• _Données fournies_:
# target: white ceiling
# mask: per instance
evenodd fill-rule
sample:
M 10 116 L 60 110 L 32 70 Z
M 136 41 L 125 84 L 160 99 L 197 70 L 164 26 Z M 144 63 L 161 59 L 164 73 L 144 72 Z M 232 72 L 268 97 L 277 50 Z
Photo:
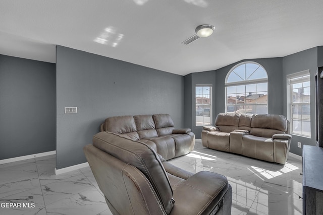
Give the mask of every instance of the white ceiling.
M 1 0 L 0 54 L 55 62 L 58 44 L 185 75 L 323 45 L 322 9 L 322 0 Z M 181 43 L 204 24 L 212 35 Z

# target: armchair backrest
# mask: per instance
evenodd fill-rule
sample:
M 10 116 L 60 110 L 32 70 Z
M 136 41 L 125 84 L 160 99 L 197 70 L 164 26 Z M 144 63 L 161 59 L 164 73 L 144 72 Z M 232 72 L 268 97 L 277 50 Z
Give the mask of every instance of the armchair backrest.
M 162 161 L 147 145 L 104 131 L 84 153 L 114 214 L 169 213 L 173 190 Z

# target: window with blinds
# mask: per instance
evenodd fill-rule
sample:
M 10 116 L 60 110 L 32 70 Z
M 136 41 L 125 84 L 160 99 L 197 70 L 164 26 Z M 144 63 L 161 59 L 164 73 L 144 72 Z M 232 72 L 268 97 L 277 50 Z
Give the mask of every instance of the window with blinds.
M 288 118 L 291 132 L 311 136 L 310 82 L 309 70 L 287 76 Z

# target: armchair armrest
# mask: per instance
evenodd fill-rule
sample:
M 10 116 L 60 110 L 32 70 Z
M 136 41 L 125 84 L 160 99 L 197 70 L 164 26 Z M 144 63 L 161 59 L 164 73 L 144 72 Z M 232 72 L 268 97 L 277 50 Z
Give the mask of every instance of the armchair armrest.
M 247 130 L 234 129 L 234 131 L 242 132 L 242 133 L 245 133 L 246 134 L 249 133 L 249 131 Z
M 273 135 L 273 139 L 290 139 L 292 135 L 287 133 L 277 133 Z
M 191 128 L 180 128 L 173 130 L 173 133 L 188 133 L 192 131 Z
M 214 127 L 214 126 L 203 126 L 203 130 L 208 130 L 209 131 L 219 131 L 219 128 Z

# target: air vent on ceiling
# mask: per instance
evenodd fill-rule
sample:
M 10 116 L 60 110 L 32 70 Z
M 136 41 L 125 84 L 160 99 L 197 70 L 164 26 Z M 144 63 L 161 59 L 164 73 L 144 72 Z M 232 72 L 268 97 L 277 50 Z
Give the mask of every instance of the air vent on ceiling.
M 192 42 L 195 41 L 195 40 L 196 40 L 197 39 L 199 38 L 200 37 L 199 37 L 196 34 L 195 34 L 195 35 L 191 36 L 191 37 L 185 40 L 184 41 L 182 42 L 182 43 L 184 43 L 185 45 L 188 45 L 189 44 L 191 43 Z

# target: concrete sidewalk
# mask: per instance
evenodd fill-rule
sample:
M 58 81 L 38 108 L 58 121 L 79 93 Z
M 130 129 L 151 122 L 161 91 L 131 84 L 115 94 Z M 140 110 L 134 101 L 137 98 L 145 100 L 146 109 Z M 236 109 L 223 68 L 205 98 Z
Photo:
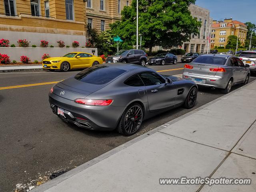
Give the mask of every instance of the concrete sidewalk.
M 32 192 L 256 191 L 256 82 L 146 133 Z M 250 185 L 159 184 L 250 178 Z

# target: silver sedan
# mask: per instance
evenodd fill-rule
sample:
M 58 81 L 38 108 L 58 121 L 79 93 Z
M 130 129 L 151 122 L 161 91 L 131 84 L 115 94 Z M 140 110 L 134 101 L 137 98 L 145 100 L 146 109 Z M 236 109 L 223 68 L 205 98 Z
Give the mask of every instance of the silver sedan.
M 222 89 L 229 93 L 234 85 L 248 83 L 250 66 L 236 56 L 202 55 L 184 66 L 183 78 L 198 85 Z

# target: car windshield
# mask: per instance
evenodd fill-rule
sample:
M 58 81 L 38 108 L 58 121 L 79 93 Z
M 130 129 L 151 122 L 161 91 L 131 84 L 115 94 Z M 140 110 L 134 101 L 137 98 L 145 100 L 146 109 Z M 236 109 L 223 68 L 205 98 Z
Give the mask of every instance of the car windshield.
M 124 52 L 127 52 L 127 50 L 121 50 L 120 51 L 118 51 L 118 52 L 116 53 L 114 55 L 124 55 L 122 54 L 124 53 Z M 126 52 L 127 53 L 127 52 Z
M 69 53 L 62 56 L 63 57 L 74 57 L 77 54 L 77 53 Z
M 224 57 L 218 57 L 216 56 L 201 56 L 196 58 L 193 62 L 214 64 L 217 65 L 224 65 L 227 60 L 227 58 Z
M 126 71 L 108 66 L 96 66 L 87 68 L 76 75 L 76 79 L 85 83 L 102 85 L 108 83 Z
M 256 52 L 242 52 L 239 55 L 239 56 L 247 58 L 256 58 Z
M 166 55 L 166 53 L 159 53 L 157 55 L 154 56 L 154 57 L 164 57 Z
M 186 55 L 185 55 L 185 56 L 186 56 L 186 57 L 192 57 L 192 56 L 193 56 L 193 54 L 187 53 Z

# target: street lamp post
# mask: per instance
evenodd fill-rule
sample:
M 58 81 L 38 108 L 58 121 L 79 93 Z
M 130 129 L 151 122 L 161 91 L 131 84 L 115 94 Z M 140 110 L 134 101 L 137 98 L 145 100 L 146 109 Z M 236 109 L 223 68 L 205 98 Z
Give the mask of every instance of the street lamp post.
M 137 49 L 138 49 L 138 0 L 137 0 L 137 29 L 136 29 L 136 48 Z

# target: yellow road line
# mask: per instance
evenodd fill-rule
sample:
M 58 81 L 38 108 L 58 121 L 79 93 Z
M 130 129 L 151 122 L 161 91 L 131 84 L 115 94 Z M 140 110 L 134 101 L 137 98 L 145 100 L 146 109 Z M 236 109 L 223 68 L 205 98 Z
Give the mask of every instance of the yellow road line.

• _Consigne_: Réécrivez tous les enregistrements en substituant « per object » à « per instance » partout, sans rien modifier d'autre. Omettez les images.

• _Corrigé_:
# target: white ceiling
# mask: per object
evenodd fill-rule
sample:
M 10 116 L 60 110 L 32 70 Z
M 136 41 L 125 84 L 160 99 L 197 70 L 164 26 Z M 144 63 L 161 59 L 164 73 L 144 72 Z M 232 72 L 268 97 L 277 50 Z
Photo:
Give the mask of every instance of the white ceiling.
M 1 0 L 0 54 L 55 62 L 58 44 L 185 75 L 323 45 L 322 9 L 322 0 Z M 181 43 L 204 24 L 212 35 Z

# target: armchair backrest
# mask: per object
evenodd fill-rule
sample:
M 10 116 L 60 110 L 32 70 Z
M 136 41 L 125 84 L 160 99 L 197 70 L 164 26 Z M 144 63 L 161 59 L 164 73 L 144 72 Z M 232 72 L 268 97 L 277 50 Z
Give the mask of every instance of the armchair backrest.
M 162 161 L 147 145 L 104 131 L 84 153 L 114 214 L 169 213 L 173 190 Z

# target: window with blinds
# mask: per object
evenodd fill-rule
sample:
M 10 116 L 60 110 L 32 70 Z
M 136 41 L 125 84 L 160 99 L 197 70 L 164 26 Z M 144 63 L 161 59 L 164 73 L 144 72 Z M 232 72 L 268 97 L 277 50 Z
Give the mask of every instance of the window with blinds.
M 288 118 L 291 132 L 311 136 L 310 82 L 309 70 L 287 76 Z

# target: armchair armrest
# mask: per object
evenodd fill-rule
sample:
M 10 116 L 60 110 L 32 70 Z
M 136 41 L 125 84 L 160 99 L 197 70 L 164 26 Z M 144 63 L 161 59 L 164 73 L 144 72 Z M 232 72 L 268 97 L 277 50 Z
Give the mask of every instance of the armchair armrest.
M 247 130 L 234 129 L 234 131 L 242 132 L 242 133 L 245 133 L 246 134 L 249 133 L 249 131 Z
M 273 135 L 273 139 L 290 139 L 292 135 L 287 133 L 277 133 Z
M 191 128 L 180 128 L 173 130 L 173 133 L 188 133 L 192 131 Z
M 214 127 L 214 126 L 203 126 L 203 130 L 208 130 L 209 131 L 219 131 L 219 128 Z

# target: air vent on ceiling
# mask: per object
evenodd fill-rule
sample:
M 10 116 L 60 110 L 32 70 Z
M 136 41 L 125 84 L 160 99 L 197 70 L 164 26 Z M 144 63 L 161 59 L 164 73 L 144 72 Z M 232 72 L 268 97 L 277 50 Z
Give the mask of every instance of the air vent on ceiling.
M 192 42 L 195 41 L 195 40 L 196 40 L 197 39 L 199 38 L 200 37 L 199 37 L 196 34 L 195 34 L 195 35 L 191 36 L 191 37 L 185 40 L 184 41 L 182 42 L 182 43 L 184 43 L 185 45 L 188 45 L 189 44 L 191 43 Z

# target: concrete sidewalk
# mask: per object
evenodd fill-rule
sample:
M 58 81 L 38 108 L 58 121 L 79 93 Z
M 130 129 L 151 122 L 161 91 L 131 84 L 115 94 Z M 140 110 L 134 101 L 137 98 L 145 100 L 146 109 Z M 236 109 L 223 68 L 205 98 Z
Photo:
Give the mask of every instance of the concrete sidewalk.
M 32 192 L 256 191 L 256 82 L 146 133 Z M 250 185 L 159 184 L 250 178 Z

# target: silver sedan
# mask: per object
evenodd fill-rule
sample:
M 58 81 L 38 108 L 58 121 L 79 93 Z
M 130 129 L 151 122 L 161 91 L 131 84 L 115 94 Z M 140 110 L 134 101 L 137 98 L 145 100 L 146 109 Z M 236 109 L 223 68 L 205 98 Z
Give the mask of every instance of the silver sedan.
M 222 89 L 229 93 L 234 85 L 248 83 L 250 66 L 236 56 L 202 55 L 184 66 L 183 78 L 198 85 Z

# target: car windshield
# mask: per object
evenodd fill-rule
sample:
M 58 81 L 38 108 L 58 121 L 79 93 Z
M 130 129 L 151 122 L 161 91 L 131 84 L 115 94 Z M 140 110 L 134 101 L 137 98 L 145 100 L 146 109 Z M 236 109 L 223 68 L 205 98 Z
Give the mask of every instance of the car windshield.
M 124 52 L 127 52 L 127 50 L 121 50 L 120 51 L 118 51 L 118 52 L 116 53 L 114 55 L 124 55 L 122 54 L 124 53 Z M 126 52 L 127 53 L 127 52 Z
M 69 53 L 62 56 L 63 57 L 74 57 L 77 54 L 77 53 Z
M 224 57 L 218 57 L 216 56 L 201 56 L 196 58 L 193 62 L 214 64 L 217 65 L 224 65 L 227 60 L 227 58 Z
M 126 71 L 108 66 L 96 66 L 87 68 L 76 75 L 76 79 L 85 83 L 102 85 L 108 83 Z
M 256 52 L 242 52 L 239 55 L 239 56 L 247 58 L 256 58 Z
M 166 55 L 166 53 L 159 53 L 157 55 L 154 56 L 154 57 L 164 57 Z
M 186 55 L 185 55 L 185 56 L 186 56 L 186 57 L 192 57 L 192 56 L 193 56 L 193 54 L 187 53 Z

# target: street lamp post
# mask: per object
evenodd fill-rule
sample:
M 58 81 L 38 108 L 58 121 L 79 93 Z
M 130 129 L 151 122 L 161 91 L 131 84 L 115 94 Z M 140 110 L 134 101 L 137 98 L 145 100 L 146 109 Z M 236 109 L 223 68 L 205 98 Z
Give the mask of every instance of the street lamp post.
M 137 49 L 138 49 L 138 0 L 137 0 L 137 29 L 136 29 L 136 48 Z

# target: yellow road line
# mask: per object
evenodd fill-rule
sample:
M 58 81 L 38 108 L 58 121 L 79 93 Z
M 130 129 L 151 122 L 161 91 L 131 84 L 115 94 Z M 140 110 L 134 101 L 137 98 L 145 100 L 146 109 Z M 236 109 L 223 68 L 205 98 Z
Give the mask of every instance of the yellow road line.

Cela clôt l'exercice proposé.